**To do**
Can you change every "dark roof" in these records to "red roof" and give them again with everything else left as it is?

**Records shown**

^^^^^^^^^^^^^^^^

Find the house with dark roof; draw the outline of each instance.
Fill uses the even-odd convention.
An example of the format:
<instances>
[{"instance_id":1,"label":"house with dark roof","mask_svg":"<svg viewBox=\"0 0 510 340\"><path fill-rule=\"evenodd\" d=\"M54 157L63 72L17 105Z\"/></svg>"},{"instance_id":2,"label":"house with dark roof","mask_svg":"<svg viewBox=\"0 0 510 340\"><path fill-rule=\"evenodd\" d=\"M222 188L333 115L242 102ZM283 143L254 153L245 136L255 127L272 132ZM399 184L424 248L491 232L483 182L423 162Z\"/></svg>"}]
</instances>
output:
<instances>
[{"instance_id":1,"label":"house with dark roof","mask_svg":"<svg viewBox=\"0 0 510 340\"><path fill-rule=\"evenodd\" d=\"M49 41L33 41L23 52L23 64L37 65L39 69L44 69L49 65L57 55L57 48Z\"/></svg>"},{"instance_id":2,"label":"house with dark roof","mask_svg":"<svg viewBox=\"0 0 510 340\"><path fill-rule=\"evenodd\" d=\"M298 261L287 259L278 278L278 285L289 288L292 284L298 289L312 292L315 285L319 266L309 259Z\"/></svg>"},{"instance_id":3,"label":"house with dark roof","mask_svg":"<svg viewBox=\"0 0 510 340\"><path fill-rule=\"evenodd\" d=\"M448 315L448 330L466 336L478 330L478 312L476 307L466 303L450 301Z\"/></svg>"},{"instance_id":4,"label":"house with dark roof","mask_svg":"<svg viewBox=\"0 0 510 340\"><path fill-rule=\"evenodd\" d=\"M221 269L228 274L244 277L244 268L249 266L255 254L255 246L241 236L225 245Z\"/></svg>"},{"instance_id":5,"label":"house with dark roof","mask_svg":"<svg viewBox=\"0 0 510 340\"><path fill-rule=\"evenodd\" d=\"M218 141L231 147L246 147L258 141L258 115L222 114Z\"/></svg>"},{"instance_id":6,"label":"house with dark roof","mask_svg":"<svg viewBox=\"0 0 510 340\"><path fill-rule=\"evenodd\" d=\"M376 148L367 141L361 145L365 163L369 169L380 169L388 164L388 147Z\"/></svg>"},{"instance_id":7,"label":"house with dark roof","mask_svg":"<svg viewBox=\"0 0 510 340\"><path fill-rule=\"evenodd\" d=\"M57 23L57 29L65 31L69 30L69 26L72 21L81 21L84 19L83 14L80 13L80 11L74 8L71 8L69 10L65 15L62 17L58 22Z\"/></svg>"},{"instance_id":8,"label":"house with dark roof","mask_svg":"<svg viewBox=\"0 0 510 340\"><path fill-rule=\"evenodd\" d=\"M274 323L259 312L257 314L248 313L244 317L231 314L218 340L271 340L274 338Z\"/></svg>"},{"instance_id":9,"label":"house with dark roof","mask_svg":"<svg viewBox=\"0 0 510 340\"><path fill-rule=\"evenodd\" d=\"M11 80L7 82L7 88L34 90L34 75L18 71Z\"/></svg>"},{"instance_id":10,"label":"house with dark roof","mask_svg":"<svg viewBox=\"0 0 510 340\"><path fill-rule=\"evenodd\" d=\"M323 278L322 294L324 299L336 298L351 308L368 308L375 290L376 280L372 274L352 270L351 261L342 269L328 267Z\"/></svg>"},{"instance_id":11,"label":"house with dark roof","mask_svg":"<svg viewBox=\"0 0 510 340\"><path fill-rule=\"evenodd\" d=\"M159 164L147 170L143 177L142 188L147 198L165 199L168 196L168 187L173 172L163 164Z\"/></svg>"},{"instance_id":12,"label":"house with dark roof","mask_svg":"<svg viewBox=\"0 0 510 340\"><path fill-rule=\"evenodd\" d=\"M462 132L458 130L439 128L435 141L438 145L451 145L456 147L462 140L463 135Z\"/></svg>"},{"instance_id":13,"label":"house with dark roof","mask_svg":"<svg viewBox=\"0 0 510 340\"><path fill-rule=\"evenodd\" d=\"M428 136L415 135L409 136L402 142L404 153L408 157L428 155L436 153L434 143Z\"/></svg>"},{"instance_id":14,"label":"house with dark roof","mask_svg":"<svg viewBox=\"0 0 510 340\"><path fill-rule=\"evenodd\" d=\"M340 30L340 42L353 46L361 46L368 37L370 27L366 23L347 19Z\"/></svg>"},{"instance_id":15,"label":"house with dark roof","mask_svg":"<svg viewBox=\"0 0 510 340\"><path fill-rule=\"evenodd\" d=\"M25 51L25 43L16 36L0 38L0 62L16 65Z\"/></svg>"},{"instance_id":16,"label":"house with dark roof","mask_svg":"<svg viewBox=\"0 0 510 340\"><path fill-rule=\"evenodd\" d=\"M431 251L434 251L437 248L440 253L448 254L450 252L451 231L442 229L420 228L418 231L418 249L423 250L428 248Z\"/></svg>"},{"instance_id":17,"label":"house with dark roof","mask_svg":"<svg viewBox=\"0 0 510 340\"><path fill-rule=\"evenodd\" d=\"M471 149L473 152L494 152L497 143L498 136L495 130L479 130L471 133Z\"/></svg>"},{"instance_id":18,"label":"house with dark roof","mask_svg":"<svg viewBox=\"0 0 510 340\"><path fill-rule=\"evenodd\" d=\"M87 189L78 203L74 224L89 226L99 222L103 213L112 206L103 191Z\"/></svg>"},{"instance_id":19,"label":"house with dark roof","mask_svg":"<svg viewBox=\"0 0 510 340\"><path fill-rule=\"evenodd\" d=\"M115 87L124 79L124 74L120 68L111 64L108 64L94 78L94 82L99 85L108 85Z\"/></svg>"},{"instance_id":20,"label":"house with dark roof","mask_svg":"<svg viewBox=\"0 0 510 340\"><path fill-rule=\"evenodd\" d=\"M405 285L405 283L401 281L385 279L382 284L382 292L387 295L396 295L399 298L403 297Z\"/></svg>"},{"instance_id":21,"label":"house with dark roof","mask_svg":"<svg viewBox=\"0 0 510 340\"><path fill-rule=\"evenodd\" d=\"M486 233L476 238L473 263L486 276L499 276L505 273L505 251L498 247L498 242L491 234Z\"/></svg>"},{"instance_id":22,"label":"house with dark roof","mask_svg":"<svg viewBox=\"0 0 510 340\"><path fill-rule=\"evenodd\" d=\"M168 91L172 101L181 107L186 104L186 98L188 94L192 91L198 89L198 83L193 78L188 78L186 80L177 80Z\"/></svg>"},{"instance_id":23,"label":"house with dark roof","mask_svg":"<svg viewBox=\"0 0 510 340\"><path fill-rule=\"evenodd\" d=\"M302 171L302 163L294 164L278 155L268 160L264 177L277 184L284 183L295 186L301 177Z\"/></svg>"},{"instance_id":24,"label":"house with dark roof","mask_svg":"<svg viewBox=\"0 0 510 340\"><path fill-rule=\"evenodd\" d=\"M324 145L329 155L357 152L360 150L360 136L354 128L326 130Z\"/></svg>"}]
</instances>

^^^^^^^^^^^^^^^^

**The completed task**
Find the house with red roof; draw the outline of each instance.
Fill uses the even-odd convention.
An example of the format:
<instances>
[{"instance_id":1,"label":"house with red roof","mask_svg":"<svg viewBox=\"0 0 510 340\"><path fill-rule=\"evenodd\" d=\"M54 157L63 72L17 105Z\"/></svg>"},{"instance_id":2,"label":"house with red roof","mask_svg":"<svg viewBox=\"0 0 510 340\"><path fill-rule=\"evenodd\" d=\"M222 188L333 115L242 102ZM283 143L254 153L245 136L255 127L272 132ZM399 184L424 248L491 232L483 182L423 162Z\"/></svg>"}]
</instances>
output:
<instances>
[{"instance_id":1,"label":"house with red roof","mask_svg":"<svg viewBox=\"0 0 510 340\"><path fill-rule=\"evenodd\" d=\"M49 41L33 41L23 52L23 64L37 65L39 69L44 69L49 65L57 55L57 48Z\"/></svg>"},{"instance_id":2,"label":"house with red roof","mask_svg":"<svg viewBox=\"0 0 510 340\"><path fill-rule=\"evenodd\" d=\"M298 261L287 259L278 278L278 285L289 288L292 284L298 289L312 292L315 285L319 266L309 259Z\"/></svg>"},{"instance_id":3,"label":"house with red roof","mask_svg":"<svg viewBox=\"0 0 510 340\"><path fill-rule=\"evenodd\" d=\"M448 315L448 330L466 336L478 330L478 312L476 307L466 303L450 301Z\"/></svg>"},{"instance_id":4,"label":"house with red roof","mask_svg":"<svg viewBox=\"0 0 510 340\"><path fill-rule=\"evenodd\" d=\"M221 269L228 274L244 277L244 268L249 266L255 254L255 246L241 236L225 245Z\"/></svg>"},{"instance_id":5,"label":"house with red roof","mask_svg":"<svg viewBox=\"0 0 510 340\"><path fill-rule=\"evenodd\" d=\"M218 141L231 147L246 147L258 141L258 115L222 114Z\"/></svg>"},{"instance_id":6,"label":"house with red roof","mask_svg":"<svg viewBox=\"0 0 510 340\"><path fill-rule=\"evenodd\" d=\"M376 148L367 141L361 145L365 163L369 169L380 169L388 164L388 147Z\"/></svg>"},{"instance_id":7,"label":"house with red roof","mask_svg":"<svg viewBox=\"0 0 510 340\"><path fill-rule=\"evenodd\" d=\"M57 23L57 29L65 31L69 30L69 26L72 21L81 21L84 19L83 14L80 13L80 11L74 8L71 8L69 10L65 15L62 17L58 22Z\"/></svg>"},{"instance_id":8,"label":"house with red roof","mask_svg":"<svg viewBox=\"0 0 510 340\"><path fill-rule=\"evenodd\" d=\"M274 323L259 312L257 314L248 313L244 317L231 314L218 340L271 340L274 338Z\"/></svg>"},{"instance_id":9,"label":"house with red roof","mask_svg":"<svg viewBox=\"0 0 510 340\"><path fill-rule=\"evenodd\" d=\"M11 80L7 82L7 88L34 90L34 75L18 71Z\"/></svg>"},{"instance_id":10,"label":"house with red roof","mask_svg":"<svg viewBox=\"0 0 510 340\"><path fill-rule=\"evenodd\" d=\"M323 278L322 294L324 299L336 298L351 308L368 308L375 290L376 280L372 274L352 270L351 261L342 269L328 267Z\"/></svg>"},{"instance_id":11,"label":"house with red roof","mask_svg":"<svg viewBox=\"0 0 510 340\"><path fill-rule=\"evenodd\" d=\"M159 164L147 170L143 177L142 188L147 198L165 199L168 196L168 187L173 172L163 164Z\"/></svg>"},{"instance_id":12,"label":"house with red roof","mask_svg":"<svg viewBox=\"0 0 510 340\"><path fill-rule=\"evenodd\" d=\"M462 132L458 130L439 128L435 141L438 145L451 145L456 147L462 140L463 135Z\"/></svg>"},{"instance_id":13,"label":"house with red roof","mask_svg":"<svg viewBox=\"0 0 510 340\"><path fill-rule=\"evenodd\" d=\"M428 136L415 135L409 136L402 142L404 153L408 157L428 155L436 153L434 143Z\"/></svg>"},{"instance_id":14,"label":"house with red roof","mask_svg":"<svg viewBox=\"0 0 510 340\"><path fill-rule=\"evenodd\" d=\"M340 30L340 42L353 46L361 46L368 37L370 27L366 23L347 19Z\"/></svg>"},{"instance_id":15,"label":"house with red roof","mask_svg":"<svg viewBox=\"0 0 510 340\"><path fill-rule=\"evenodd\" d=\"M25 51L25 43L16 36L0 38L0 62L16 65Z\"/></svg>"},{"instance_id":16,"label":"house with red roof","mask_svg":"<svg viewBox=\"0 0 510 340\"><path fill-rule=\"evenodd\" d=\"M431 251L434 251L437 248L440 253L448 254L450 252L451 231L442 229L420 228L418 231L418 249L423 250L428 248Z\"/></svg>"},{"instance_id":17,"label":"house with red roof","mask_svg":"<svg viewBox=\"0 0 510 340\"><path fill-rule=\"evenodd\" d=\"M471 149L473 152L494 152L497 143L498 136L495 130L479 130L471 133Z\"/></svg>"},{"instance_id":18,"label":"house with red roof","mask_svg":"<svg viewBox=\"0 0 510 340\"><path fill-rule=\"evenodd\" d=\"M87 189L78 203L74 224L89 226L99 222L103 213L112 206L103 191Z\"/></svg>"},{"instance_id":19,"label":"house with red roof","mask_svg":"<svg viewBox=\"0 0 510 340\"><path fill-rule=\"evenodd\" d=\"M115 87L124 79L124 74L120 68L111 64L108 64L94 78L94 82L99 85L108 85Z\"/></svg>"},{"instance_id":20,"label":"house with red roof","mask_svg":"<svg viewBox=\"0 0 510 340\"><path fill-rule=\"evenodd\" d=\"M405 285L405 283L401 281L385 279L382 284L382 292L387 295L396 295L399 298L403 297Z\"/></svg>"},{"instance_id":21,"label":"house with red roof","mask_svg":"<svg viewBox=\"0 0 510 340\"><path fill-rule=\"evenodd\" d=\"M486 233L476 238L473 263L486 276L499 276L505 273L505 251L498 247L498 242L491 234Z\"/></svg>"},{"instance_id":22,"label":"house with red roof","mask_svg":"<svg viewBox=\"0 0 510 340\"><path fill-rule=\"evenodd\" d=\"M168 91L172 101L181 107L186 104L186 98L188 94L192 91L198 89L198 83L193 78L188 78L186 80L177 80Z\"/></svg>"},{"instance_id":23,"label":"house with red roof","mask_svg":"<svg viewBox=\"0 0 510 340\"><path fill-rule=\"evenodd\" d=\"M302 171L302 163L294 164L278 155L268 160L264 177L277 184L284 183L295 186L301 177Z\"/></svg>"},{"instance_id":24,"label":"house with red roof","mask_svg":"<svg viewBox=\"0 0 510 340\"><path fill-rule=\"evenodd\" d=\"M324 145L329 155L357 152L360 150L360 136L354 128L326 130Z\"/></svg>"}]
</instances>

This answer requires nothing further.